Document passage:
__________________________________________________

Thanks, Mike! (In reply to Mike Conley (:mconley) from comment #33) > b) The TART test ensures that the newtab preload is complete before > continuing the test > I'm not sure if (b) already happens, ... (b) It doesn't ensure, but it definitely tries to make that the case. In coordination with ttaubert at the time, the preload was set to start IIRC after 600ms from $something, while TART waits 1000ms before starting a measured newtab animation (in tart.js): > function(){animate(1000, addTab, next, true, "newtab-open-preload-yes", tabRefDuration);}, For the sake of verifying this and/or making progress, we could change 1000 to 2000 or 5000 to make sure that preload is done before we animate and measure. As a more permanent solution we could consider keeping the wait longer or hanging it off some event. For now, longer delay should neutralize this factor, if it is indeed a factor. Small comment though, I prefer to use duration based delay rather than event, because event will ensure that preload is completed, but if, due to some bug or other reason, the event doesn't fire for 10 or 20 seconds, then we do want to detect it. Also, as a side effect, it could make TART runs considerably longer. But I'm listening to interesting solutions here. > I'll note that this doesn't seem to solve all of the non-preload case, ... Re improving non-preload cases, I'll consider it a bonus if it gets fixed, but I probably wouldn't put extra time into fixing it if that's the only issue. Since users do have preload by default and we do expect their newly opened tabs to be preloaded, then as far as I can tell, regressions here don't affect users. The preload-no test was added to give us some estimation of how "heavy" the newtab page is, if we didn't have it and only tested with preload, it could very well be masked, and then one day we could suddenly find that it takes us 500ms to paint the page. The preload-no sub-result prevents it, and gives us an internal gauge to follow, while still knowing it wouldn't affect users.

__________________________________________________

Supplied information:

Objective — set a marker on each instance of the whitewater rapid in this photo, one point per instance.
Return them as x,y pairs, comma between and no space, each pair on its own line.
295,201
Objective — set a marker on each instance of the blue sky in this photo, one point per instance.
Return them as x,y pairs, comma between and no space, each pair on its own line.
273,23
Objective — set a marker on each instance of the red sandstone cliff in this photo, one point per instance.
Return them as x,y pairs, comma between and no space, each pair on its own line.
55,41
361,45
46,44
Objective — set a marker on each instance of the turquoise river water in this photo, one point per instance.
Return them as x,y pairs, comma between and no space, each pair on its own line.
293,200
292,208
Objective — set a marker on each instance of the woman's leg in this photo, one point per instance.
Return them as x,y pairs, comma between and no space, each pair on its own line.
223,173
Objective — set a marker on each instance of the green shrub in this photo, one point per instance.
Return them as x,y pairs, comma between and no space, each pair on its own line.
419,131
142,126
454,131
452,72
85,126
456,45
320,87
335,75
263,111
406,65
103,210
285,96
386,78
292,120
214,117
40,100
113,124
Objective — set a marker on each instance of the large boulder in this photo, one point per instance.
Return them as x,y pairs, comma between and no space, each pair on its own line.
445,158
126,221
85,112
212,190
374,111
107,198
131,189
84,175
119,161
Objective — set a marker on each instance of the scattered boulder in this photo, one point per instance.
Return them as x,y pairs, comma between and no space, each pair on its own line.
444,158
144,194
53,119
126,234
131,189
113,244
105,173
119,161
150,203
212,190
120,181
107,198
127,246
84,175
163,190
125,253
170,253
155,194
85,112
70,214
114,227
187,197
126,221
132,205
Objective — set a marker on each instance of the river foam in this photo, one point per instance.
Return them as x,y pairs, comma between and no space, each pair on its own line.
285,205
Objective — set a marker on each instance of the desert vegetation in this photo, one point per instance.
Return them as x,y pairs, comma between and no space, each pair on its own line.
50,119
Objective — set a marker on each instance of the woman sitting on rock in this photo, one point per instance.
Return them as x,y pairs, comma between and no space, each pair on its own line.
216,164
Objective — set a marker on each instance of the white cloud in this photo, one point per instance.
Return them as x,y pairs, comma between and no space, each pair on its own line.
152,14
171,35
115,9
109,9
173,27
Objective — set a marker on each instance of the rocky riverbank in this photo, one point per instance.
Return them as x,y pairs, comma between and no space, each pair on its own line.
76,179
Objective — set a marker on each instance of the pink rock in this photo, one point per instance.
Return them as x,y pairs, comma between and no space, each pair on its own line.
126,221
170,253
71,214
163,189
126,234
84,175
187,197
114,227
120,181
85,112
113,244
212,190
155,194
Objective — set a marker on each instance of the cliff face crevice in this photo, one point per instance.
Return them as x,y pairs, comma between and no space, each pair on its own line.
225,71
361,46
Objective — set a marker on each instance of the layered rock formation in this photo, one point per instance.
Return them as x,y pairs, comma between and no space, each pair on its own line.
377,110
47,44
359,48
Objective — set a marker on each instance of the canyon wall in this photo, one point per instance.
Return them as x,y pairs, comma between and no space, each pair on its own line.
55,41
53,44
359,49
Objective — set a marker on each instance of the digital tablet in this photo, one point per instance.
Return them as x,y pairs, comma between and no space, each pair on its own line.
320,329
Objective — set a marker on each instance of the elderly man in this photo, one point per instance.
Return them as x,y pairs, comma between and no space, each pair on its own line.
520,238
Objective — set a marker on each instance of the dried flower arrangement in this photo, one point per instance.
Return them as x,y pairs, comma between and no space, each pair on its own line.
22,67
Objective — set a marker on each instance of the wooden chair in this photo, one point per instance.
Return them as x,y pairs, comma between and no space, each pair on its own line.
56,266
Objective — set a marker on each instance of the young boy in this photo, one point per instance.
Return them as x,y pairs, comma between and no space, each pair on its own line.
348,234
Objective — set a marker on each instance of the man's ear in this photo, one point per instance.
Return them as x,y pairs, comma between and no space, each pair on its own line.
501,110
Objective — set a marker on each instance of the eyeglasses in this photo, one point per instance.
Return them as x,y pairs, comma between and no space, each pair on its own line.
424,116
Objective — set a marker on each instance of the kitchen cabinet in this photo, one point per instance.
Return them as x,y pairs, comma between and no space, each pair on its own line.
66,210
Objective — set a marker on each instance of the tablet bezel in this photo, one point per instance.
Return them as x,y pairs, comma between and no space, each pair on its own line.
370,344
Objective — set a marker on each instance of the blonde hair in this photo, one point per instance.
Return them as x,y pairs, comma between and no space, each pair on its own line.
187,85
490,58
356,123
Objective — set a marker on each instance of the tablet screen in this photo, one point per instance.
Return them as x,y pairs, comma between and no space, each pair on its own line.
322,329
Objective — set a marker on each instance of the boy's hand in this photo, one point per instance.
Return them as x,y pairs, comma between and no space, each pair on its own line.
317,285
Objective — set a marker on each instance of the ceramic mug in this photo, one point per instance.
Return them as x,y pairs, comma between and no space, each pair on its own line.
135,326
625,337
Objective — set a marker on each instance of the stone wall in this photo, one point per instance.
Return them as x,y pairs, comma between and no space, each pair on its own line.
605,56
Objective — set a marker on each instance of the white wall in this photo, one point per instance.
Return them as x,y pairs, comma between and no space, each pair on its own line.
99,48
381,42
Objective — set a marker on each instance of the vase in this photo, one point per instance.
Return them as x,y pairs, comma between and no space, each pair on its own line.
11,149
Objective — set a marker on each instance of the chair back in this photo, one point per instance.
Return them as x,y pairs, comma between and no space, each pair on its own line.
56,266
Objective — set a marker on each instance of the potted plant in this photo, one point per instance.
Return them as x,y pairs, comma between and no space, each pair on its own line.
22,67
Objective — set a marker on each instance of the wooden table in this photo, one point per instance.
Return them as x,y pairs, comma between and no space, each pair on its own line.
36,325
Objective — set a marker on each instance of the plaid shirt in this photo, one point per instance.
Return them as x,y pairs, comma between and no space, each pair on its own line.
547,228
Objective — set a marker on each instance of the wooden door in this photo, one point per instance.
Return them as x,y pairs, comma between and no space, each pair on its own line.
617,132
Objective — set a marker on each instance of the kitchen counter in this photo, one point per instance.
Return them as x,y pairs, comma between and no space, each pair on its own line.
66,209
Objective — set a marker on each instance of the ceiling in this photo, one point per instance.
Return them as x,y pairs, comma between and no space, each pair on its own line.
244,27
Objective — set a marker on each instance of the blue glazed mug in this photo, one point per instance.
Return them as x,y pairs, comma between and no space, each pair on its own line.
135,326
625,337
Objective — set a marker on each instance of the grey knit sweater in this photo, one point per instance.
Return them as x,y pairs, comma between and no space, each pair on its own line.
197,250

__________________________________________________

Your task:
In the TART comment, which arguments are passed to animate in the line quoted from tart.js? None of the data is needed to answer anything about the TART comment.

Answer for the task:
1000, addTab, next, true, "newtab-open-preload-yes", tabRefDuration